## GIVEN EXERCISE
Please extract, word for word, the stretch of the material below from the line containing "Where in the screenshot above does the wrought" through the end of the material.
++++ EXTRACTED DATA
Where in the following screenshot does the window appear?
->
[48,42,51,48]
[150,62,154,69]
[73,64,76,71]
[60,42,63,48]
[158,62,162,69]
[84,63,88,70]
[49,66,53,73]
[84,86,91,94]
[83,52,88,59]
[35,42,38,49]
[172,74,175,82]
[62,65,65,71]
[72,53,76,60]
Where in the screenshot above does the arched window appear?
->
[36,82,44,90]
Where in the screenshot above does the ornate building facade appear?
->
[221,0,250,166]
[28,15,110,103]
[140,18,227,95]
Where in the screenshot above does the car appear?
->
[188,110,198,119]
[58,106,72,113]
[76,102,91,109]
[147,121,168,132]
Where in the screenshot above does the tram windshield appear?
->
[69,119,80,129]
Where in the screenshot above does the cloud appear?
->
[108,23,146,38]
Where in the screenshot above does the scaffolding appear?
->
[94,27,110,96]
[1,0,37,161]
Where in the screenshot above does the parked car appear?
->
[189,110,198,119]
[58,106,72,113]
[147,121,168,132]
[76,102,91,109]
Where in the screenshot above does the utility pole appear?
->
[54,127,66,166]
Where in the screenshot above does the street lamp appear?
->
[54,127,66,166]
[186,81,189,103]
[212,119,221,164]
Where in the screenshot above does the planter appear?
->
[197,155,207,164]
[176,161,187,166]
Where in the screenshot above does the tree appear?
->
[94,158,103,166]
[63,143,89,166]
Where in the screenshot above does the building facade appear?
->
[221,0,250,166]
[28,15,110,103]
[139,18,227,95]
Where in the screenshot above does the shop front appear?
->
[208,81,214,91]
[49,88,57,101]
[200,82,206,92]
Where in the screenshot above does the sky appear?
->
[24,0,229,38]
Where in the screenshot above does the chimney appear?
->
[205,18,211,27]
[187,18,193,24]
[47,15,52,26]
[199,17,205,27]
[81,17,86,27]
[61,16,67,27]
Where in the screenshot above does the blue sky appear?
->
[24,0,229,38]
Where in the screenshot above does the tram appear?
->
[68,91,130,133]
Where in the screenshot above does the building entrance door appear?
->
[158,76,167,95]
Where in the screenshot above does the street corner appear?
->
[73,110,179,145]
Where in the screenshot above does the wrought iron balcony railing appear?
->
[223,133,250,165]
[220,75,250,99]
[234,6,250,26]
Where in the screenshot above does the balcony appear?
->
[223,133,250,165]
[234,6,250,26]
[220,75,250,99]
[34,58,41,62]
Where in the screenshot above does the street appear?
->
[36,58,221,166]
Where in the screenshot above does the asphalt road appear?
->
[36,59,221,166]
++++++++
## RESPONSE TO THIS TASK
Where in the screenshot above does the wrought iron balcony railing appear?
->
[223,133,250,165]
[220,75,250,99]
[234,6,250,26]
Where in the screenshot above does the balcony appear?
->
[223,133,250,165]
[234,6,250,26]
[220,75,250,99]
[34,58,41,62]
Where in the screenshot above does the street appear?
->
[36,58,221,166]
Where in the screenshot above does the asphalt road appear?
->
[36,59,221,166]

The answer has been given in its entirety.